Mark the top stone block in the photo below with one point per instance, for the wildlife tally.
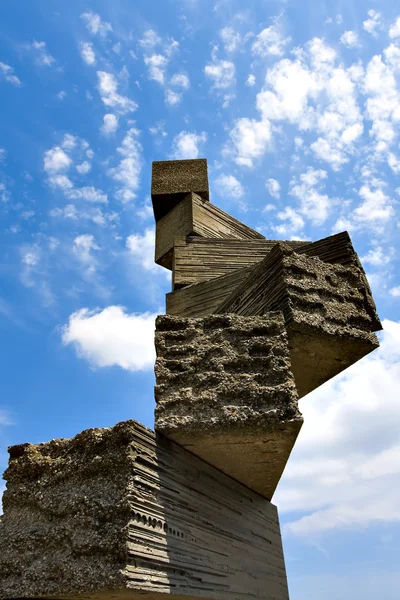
(172, 180)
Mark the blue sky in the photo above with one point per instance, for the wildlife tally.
(296, 106)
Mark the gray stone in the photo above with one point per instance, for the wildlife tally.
(172, 180)
(225, 391)
(123, 513)
(328, 308)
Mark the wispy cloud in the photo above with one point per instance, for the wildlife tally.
(96, 25)
(7, 73)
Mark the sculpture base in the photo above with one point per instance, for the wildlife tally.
(125, 513)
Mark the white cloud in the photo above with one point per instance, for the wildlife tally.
(270, 42)
(150, 39)
(292, 222)
(374, 22)
(156, 64)
(108, 89)
(69, 142)
(112, 337)
(229, 187)
(395, 292)
(158, 129)
(221, 73)
(56, 160)
(230, 38)
(157, 61)
(394, 163)
(95, 24)
(4, 193)
(127, 173)
(42, 57)
(313, 94)
(249, 141)
(392, 56)
(31, 257)
(83, 247)
(376, 208)
(141, 250)
(313, 204)
(88, 193)
(273, 187)
(346, 458)
(84, 167)
(186, 144)
(110, 124)
(172, 98)
(7, 73)
(394, 31)
(87, 53)
(68, 212)
(382, 105)
(180, 80)
(61, 181)
(378, 256)
(94, 214)
(350, 39)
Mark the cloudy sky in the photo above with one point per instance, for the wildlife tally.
(296, 106)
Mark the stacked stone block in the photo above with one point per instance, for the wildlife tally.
(252, 325)
(122, 513)
(226, 392)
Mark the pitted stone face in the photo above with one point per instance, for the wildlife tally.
(329, 312)
(172, 180)
(123, 513)
(225, 391)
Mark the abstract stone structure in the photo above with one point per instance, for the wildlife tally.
(252, 325)
(225, 391)
(118, 513)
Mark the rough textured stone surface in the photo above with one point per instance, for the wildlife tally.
(225, 391)
(172, 180)
(198, 259)
(328, 308)
(194, 216)
(122, 513)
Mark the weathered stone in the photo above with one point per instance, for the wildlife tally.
(123, 513)
(172, 180)
(204, 298)
(329, 311)
(225, 392)
(198, 259)
(194, 216)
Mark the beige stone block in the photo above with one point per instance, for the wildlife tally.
(197, 259)
(204, 298)
(226, 393)
(192, 216)
(123, 513)
(328, 308)
(172, 180)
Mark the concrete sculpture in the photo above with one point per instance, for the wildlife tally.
(252, 325)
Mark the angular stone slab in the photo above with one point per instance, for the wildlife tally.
(123, 513)
(199, 259)
(172, 180)
(335, 249)
(225, 391)
(204, 298)
(328, 309)
(194, 216)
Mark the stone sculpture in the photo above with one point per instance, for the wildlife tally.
(252, 325)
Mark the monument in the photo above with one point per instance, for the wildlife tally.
(251, 326)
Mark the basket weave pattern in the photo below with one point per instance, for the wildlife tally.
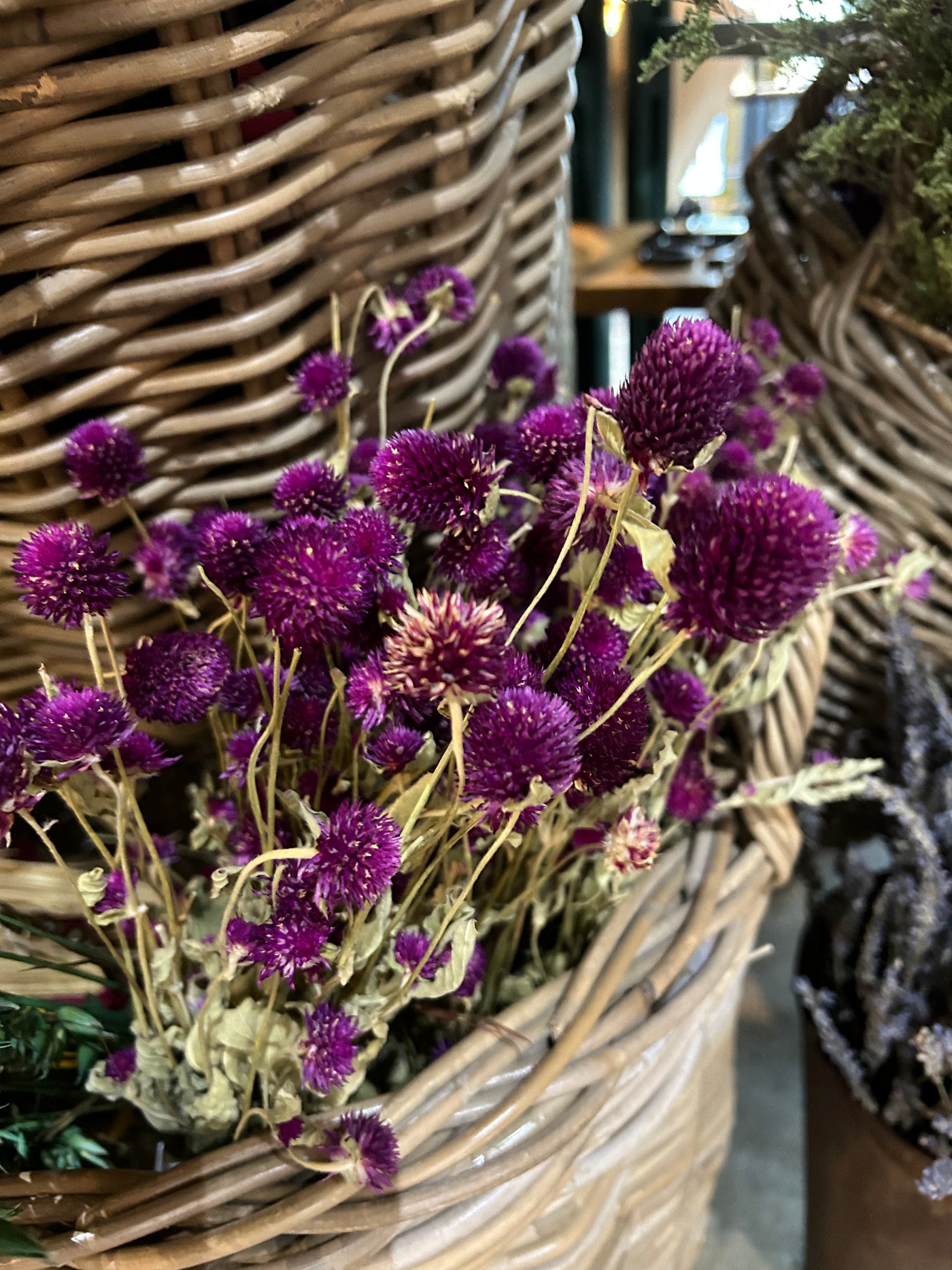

|---|

TASK PROMPT:
Set the pictures aside and repeat only the lines from the one containing "Mark the pitted" through the last line of the entries above, exactly as they stand.

RESULT OF THE EXERCISE:
Mark the pitted stone face in the photo above with one point per instance, for the wildlife tally.
(329, 312)
(172, 180)
(123, 513)
(225, 391)
Mark the abstract stone structure in the photo above with one point per instance, for the wildlife tally.
(252, 325)
(225, 391)
(118, 513)
Mark the rough textured stone surface in the photo above with one point per instance, for the wildlife tally.
(225, 391)
(172, 180)
(198, 259)
(328, 308)
(194, 216)
(122, 513)
Mark the weathered stone in the photo above with one point per instance, for the wildlife tally.
(123, 513)
(172, 180)
(204, 298)
(329, 311)
(225, 392)
(198, 259)
(194, 216)
Mark the beige stone block in the photo above with one point per instance, for the wildlife tally.
(197, 259)
(204, 298)
(226, 393)
(192, 216)
(123, 513)
(328, 308)
(172, 180)
Mark the concrete sculpture in the photo above with one point per instance, for the wildlife tally.
(252, 325)
Mark the angular stone slab in the photo above with one point per instance, for the wildlife tally.
(123, 513)
(199, 259)
(172, 180)
(335, 249)
(225, 391)
(204, 298)
(328, 309)
(194, 216)
Mark the stone sculpture in the photo above with one point per instance, for the wildlife tally.
(252, 325)
Mark the monument in the photo above with one point per instance, for the wildlife tally.
(251, 326)
Mark the basket weave pattern in the photo below with one point per instance, for the wildlife tally.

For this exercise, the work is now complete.